====== Provided material
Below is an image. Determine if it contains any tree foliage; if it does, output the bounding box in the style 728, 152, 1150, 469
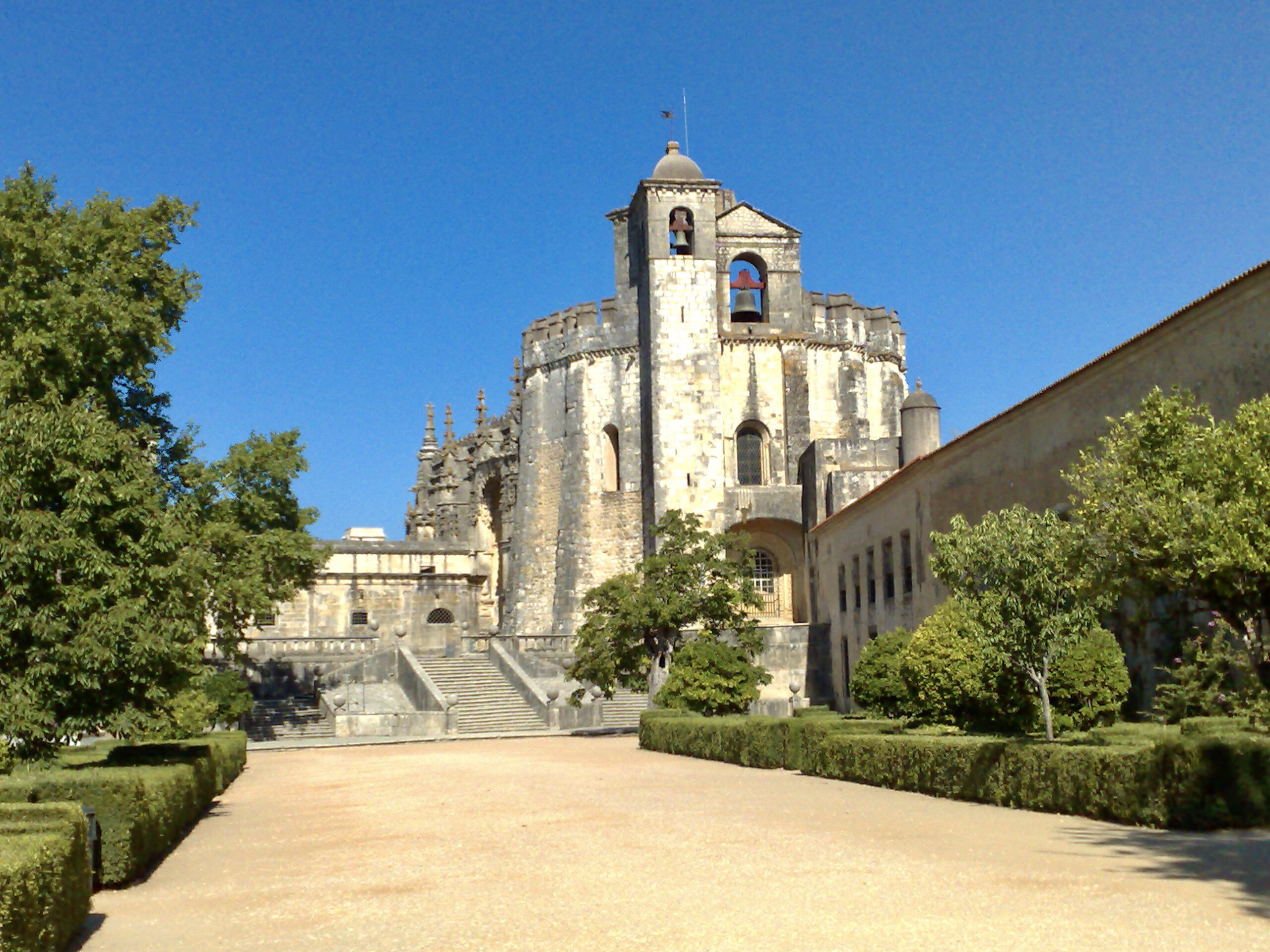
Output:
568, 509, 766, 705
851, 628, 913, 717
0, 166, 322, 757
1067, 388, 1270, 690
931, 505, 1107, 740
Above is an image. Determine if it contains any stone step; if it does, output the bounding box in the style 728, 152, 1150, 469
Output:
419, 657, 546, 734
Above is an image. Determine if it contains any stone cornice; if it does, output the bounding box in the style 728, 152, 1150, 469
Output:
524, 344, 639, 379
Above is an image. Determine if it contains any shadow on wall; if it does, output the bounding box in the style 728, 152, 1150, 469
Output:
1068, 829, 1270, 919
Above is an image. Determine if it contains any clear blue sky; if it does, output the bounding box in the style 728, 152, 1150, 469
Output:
============
# The request
Put all of the lines above into a numbered list, skipping any blank lines and leaving out the pictures.

# Solution for this task
1. Below is an image. Determine if it contains any tree foliage; if it does, output the bounding box in the style 728, 152, 1150, 469
2. Output:
3. 568, 509, 766, 705
4. 851, 628, 913, 717
5. 0, 166, 322, 757
6. 1067, 388, 1270, 690
7. 931, 505, 1107, 740
8. Above is an image. Determine if it contains any stone step; if it does, output the bounding box in the style 728, 152, 1150, 469
9. Output:
10. 419, 657, 546, 734
11. Above is an image. Determine if it contains any stone cornice; if it does, output the bounding box in the style 728, 152, 1150, 469
12. Output:
13. 524, 344, 639, 379
14. Above is an image. Determine if it contains any shadow on wall; if it does, output the bounding box in the style 728, 152, 1150, 469
15. Output:
16. 1068, 829, 1270, 919
17. Above is an image. Determine if it contains any clear blue sky; if it does, output the bounding box in the style 728, 152, 1150, 469
18. Output:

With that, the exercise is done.